*EXERCISE AIM*.
Render the data as a numbered list, beginning at the line that contains "of the drooping" and ending after the line that contains "x=718 y=729". Omit blank lines and the picture.

*RECORDS SUPPLIED*.
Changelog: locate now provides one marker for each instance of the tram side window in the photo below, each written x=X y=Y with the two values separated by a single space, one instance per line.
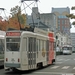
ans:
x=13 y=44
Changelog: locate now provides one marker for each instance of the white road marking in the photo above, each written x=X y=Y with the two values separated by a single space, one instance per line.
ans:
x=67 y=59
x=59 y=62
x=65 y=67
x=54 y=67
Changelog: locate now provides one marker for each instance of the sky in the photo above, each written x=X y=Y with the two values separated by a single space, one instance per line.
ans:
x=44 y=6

--

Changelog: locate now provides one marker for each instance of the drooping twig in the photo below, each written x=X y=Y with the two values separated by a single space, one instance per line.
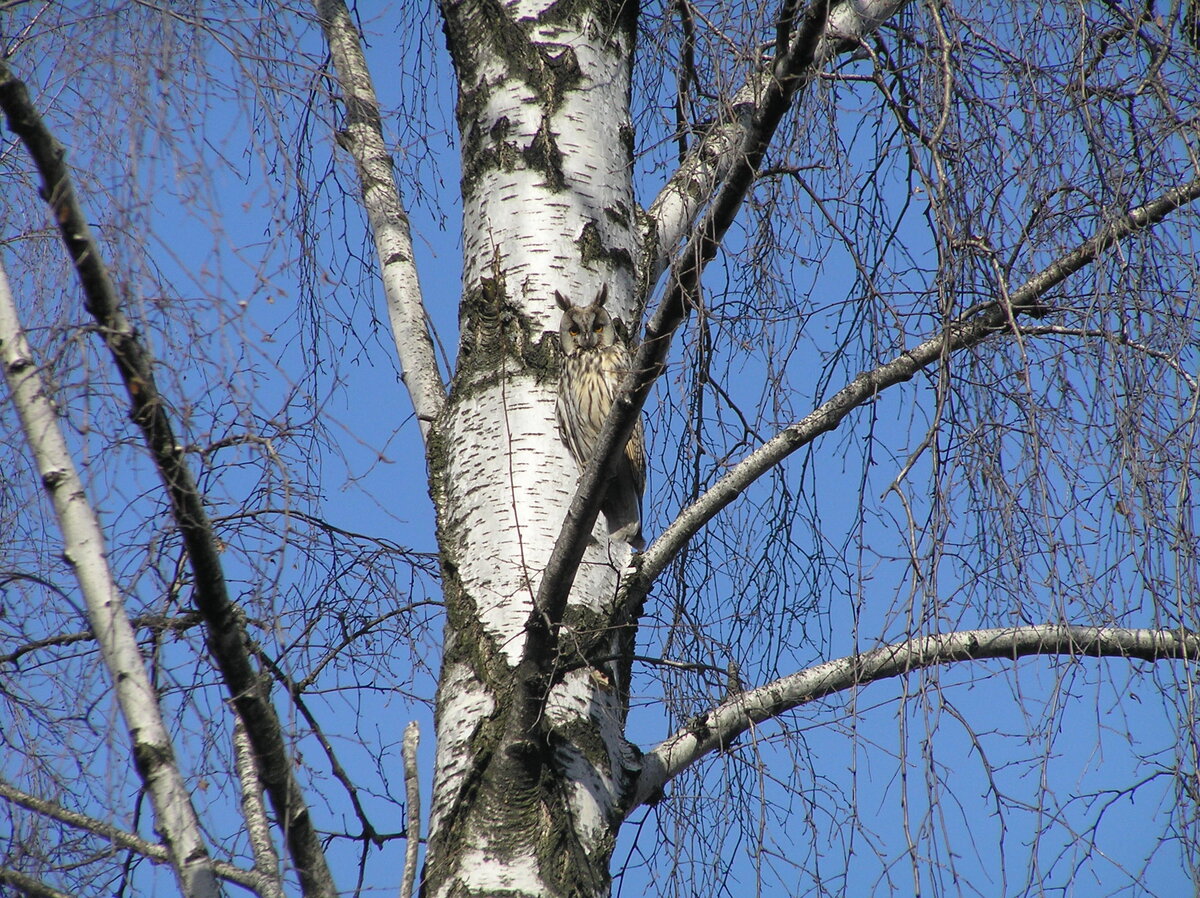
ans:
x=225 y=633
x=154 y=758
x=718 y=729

*FINISHED ANSWER*.
1. Changelog: locate now provides one marker for each instance of the drooping twig in the photo below, each written x=X y=Y with the two values separated by a single space, one instance per line.
2. ans:
3. x=225 y=633
4. x=154 y=758
5. x=718 y=729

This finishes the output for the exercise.